**Goal of the exercise:** Pull out every line in the records below that contains the word "wildflower".

**Provided data:**
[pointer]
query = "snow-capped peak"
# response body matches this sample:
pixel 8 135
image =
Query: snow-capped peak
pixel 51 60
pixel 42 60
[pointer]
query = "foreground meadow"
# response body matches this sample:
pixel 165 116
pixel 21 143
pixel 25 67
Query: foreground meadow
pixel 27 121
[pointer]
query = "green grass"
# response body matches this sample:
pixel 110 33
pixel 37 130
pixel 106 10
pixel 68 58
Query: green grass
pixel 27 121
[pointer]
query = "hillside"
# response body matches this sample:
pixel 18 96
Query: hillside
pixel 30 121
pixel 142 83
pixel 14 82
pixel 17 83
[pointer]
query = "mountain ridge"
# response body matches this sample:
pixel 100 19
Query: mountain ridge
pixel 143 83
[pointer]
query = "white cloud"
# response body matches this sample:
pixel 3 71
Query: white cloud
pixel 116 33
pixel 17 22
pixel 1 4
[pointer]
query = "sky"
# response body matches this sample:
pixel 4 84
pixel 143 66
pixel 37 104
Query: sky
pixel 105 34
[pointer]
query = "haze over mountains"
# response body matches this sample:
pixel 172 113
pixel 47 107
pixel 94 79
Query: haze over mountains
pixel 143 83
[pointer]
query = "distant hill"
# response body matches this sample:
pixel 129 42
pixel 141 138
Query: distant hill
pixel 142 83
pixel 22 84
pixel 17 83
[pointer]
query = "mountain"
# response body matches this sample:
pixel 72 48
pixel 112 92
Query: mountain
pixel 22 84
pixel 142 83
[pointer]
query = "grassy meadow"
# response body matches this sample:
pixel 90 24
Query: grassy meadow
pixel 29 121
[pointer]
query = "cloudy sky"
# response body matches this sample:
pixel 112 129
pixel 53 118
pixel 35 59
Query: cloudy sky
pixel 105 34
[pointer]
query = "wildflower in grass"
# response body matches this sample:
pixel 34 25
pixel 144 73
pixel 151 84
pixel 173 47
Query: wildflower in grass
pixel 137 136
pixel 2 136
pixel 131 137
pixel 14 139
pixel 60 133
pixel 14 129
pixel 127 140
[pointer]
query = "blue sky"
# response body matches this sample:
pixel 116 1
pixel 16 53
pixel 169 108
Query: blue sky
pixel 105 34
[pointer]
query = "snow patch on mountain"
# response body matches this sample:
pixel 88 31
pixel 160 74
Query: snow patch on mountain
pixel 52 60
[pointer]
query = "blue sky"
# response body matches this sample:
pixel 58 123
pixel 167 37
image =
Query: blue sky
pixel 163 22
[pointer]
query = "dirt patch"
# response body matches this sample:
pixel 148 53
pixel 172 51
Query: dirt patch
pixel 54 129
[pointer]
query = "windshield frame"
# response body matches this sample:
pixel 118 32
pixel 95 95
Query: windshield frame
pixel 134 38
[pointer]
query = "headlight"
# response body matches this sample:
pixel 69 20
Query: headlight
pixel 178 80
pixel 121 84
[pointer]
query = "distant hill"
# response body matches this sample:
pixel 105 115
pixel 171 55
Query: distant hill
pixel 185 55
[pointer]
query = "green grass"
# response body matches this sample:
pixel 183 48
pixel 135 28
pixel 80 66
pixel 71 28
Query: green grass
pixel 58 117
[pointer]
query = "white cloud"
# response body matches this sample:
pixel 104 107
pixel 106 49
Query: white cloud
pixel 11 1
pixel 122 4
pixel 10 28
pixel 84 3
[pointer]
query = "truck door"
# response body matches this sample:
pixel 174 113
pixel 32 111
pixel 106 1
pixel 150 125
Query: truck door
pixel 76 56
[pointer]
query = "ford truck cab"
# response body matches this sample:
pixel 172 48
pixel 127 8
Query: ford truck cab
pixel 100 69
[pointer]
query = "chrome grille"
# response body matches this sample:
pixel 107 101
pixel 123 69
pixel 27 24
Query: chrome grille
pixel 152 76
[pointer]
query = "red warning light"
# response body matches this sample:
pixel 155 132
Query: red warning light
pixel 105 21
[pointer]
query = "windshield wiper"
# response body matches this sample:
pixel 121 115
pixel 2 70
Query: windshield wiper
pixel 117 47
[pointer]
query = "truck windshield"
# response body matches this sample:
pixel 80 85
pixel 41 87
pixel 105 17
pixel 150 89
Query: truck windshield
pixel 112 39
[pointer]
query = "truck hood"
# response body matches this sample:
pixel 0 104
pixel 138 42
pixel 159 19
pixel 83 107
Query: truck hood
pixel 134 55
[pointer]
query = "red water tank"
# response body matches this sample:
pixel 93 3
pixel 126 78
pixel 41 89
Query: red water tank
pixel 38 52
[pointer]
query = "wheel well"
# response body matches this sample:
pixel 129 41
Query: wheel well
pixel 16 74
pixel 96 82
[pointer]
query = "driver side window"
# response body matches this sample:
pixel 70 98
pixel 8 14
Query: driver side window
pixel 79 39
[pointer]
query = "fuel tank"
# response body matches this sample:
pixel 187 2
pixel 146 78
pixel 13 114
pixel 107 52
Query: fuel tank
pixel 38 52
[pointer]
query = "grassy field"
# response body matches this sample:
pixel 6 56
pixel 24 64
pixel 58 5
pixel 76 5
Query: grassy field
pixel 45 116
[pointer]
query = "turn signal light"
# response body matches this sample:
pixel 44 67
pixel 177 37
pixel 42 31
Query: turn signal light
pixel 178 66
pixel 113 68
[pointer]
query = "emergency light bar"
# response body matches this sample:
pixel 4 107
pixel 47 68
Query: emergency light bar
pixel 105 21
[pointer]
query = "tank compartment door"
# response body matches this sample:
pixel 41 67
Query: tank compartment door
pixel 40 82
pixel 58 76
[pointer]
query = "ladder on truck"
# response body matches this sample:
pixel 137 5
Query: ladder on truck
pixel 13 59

**Result:**
query = "wildflower in grass"
Query: wildflower in grass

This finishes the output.